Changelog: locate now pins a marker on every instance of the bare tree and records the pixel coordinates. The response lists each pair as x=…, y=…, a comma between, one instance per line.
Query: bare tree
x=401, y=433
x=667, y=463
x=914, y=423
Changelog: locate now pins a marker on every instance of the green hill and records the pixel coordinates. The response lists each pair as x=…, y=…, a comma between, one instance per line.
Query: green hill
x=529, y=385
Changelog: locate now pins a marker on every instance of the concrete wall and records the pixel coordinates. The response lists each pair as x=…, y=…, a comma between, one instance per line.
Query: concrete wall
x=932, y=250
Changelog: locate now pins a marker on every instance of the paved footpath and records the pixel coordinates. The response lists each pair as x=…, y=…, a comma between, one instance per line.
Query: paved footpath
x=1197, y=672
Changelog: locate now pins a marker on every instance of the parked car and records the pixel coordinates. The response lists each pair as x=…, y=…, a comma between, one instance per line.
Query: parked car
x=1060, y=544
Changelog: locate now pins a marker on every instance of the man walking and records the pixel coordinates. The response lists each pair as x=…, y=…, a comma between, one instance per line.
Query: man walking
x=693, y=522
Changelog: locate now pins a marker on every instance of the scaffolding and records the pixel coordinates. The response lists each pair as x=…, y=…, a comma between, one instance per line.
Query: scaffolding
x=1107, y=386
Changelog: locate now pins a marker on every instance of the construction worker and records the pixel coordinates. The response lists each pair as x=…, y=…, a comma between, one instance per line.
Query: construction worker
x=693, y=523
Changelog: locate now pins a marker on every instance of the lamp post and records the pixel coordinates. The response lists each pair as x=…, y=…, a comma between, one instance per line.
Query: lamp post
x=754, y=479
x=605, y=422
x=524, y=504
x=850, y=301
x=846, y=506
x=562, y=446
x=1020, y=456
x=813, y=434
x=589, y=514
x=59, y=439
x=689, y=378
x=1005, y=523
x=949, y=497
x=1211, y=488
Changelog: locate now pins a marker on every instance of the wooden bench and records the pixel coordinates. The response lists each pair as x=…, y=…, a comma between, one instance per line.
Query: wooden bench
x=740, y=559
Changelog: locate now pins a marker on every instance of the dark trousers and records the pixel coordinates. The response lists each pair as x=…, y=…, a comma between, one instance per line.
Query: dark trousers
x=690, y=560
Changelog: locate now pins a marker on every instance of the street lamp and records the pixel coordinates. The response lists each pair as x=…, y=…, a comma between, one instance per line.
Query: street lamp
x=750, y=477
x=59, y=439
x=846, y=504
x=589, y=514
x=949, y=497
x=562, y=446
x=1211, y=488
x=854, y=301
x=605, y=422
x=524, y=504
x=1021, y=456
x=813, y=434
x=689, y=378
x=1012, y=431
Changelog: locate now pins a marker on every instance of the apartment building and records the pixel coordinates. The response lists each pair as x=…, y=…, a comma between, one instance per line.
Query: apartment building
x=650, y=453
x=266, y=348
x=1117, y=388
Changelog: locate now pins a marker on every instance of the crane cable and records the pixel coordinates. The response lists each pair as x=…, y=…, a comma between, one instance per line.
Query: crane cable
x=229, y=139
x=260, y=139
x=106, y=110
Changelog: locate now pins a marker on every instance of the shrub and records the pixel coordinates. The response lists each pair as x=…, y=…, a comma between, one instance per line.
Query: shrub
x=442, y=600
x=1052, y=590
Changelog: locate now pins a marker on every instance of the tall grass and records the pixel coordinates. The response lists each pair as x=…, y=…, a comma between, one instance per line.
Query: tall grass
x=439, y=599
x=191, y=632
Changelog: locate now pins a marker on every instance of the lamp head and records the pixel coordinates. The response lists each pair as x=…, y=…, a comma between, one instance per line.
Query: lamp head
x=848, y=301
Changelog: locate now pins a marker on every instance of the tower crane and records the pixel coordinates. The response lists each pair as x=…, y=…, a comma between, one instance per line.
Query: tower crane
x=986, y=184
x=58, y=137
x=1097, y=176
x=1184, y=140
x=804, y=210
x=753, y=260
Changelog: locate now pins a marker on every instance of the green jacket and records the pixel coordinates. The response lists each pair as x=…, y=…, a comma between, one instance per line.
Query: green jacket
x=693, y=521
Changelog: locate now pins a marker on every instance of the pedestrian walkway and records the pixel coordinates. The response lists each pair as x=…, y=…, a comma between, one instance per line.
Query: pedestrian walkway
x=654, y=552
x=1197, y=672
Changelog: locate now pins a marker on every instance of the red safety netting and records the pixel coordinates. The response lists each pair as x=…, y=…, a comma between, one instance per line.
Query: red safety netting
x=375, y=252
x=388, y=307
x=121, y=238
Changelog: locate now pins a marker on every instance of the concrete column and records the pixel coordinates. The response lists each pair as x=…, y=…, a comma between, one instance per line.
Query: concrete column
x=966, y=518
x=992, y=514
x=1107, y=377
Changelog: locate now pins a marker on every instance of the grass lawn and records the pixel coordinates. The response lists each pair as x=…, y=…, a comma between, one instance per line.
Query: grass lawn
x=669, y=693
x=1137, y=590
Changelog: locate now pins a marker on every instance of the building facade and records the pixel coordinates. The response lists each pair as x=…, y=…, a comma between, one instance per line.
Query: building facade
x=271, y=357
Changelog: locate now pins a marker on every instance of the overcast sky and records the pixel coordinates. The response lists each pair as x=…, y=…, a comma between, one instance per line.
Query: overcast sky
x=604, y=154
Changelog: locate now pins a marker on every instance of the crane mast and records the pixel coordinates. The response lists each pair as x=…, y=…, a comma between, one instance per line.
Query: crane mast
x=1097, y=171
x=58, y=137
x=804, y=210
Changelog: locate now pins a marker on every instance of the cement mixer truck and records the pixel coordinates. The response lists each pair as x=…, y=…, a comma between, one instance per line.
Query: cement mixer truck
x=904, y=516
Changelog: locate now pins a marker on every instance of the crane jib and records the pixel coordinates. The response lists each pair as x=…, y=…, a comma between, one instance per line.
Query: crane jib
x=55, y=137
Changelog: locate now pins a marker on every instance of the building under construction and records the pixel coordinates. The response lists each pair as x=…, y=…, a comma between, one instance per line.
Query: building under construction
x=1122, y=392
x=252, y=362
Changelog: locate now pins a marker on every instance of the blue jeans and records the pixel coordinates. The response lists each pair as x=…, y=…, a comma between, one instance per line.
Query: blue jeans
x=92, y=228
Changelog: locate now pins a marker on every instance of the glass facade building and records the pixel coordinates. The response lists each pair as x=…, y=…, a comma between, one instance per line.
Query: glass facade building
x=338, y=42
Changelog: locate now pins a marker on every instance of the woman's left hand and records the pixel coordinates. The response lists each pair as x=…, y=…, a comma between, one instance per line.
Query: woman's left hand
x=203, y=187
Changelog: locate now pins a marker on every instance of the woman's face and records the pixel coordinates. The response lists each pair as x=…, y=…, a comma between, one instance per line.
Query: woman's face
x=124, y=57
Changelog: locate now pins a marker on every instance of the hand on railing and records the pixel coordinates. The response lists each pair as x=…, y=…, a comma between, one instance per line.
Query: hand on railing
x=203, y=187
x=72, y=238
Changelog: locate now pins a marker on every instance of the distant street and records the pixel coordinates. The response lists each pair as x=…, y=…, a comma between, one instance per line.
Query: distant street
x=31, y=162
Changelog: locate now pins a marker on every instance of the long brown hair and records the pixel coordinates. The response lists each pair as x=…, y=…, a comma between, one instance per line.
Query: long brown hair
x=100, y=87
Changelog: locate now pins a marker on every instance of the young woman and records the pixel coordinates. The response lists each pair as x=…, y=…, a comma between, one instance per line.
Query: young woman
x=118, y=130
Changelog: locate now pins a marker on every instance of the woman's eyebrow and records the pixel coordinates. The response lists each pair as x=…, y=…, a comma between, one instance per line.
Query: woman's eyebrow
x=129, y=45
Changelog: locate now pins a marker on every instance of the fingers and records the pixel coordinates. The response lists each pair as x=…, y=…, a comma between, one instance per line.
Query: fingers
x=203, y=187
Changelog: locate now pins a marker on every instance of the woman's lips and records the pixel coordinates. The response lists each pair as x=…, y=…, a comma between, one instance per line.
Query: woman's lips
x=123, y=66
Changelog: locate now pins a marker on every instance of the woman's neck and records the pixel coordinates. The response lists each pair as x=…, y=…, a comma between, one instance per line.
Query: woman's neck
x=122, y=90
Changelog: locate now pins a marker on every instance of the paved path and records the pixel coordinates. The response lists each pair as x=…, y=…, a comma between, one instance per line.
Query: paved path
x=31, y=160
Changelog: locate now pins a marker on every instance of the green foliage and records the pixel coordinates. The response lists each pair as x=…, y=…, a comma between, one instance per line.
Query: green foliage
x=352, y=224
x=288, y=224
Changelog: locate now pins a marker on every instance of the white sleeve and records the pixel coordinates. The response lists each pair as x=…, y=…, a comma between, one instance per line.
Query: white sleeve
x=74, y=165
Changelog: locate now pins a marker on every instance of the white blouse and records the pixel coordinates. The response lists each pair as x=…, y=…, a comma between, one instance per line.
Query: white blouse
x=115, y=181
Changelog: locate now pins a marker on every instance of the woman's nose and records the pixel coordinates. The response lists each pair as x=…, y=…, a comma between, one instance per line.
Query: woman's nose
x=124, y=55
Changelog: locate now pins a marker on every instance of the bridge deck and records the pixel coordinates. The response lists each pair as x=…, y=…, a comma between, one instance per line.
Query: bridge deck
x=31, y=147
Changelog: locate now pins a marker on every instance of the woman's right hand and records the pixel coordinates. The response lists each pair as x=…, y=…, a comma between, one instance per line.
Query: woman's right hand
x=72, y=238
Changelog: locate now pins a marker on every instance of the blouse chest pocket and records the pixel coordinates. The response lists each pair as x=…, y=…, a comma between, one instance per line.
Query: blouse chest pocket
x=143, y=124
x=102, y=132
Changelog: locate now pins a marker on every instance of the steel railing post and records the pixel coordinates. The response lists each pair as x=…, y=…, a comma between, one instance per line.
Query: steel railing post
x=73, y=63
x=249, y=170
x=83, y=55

===

** Problem to work on **
Starting at the line with "Query: blouse chest pocket", copy every line up to and including the last one in the entries above.

** Output **
Query: blouse chest pocket
x=143, y=124
x=102, y=132
Changelog: locate now pins a marker on every instance of the steel railing post and records the pixel coordinates. The response lists each pair as x=…, y=…, a comma between, one instance per line.
Query: steel railing post
x=73, y=63
x=249, y=170
x=83, y=55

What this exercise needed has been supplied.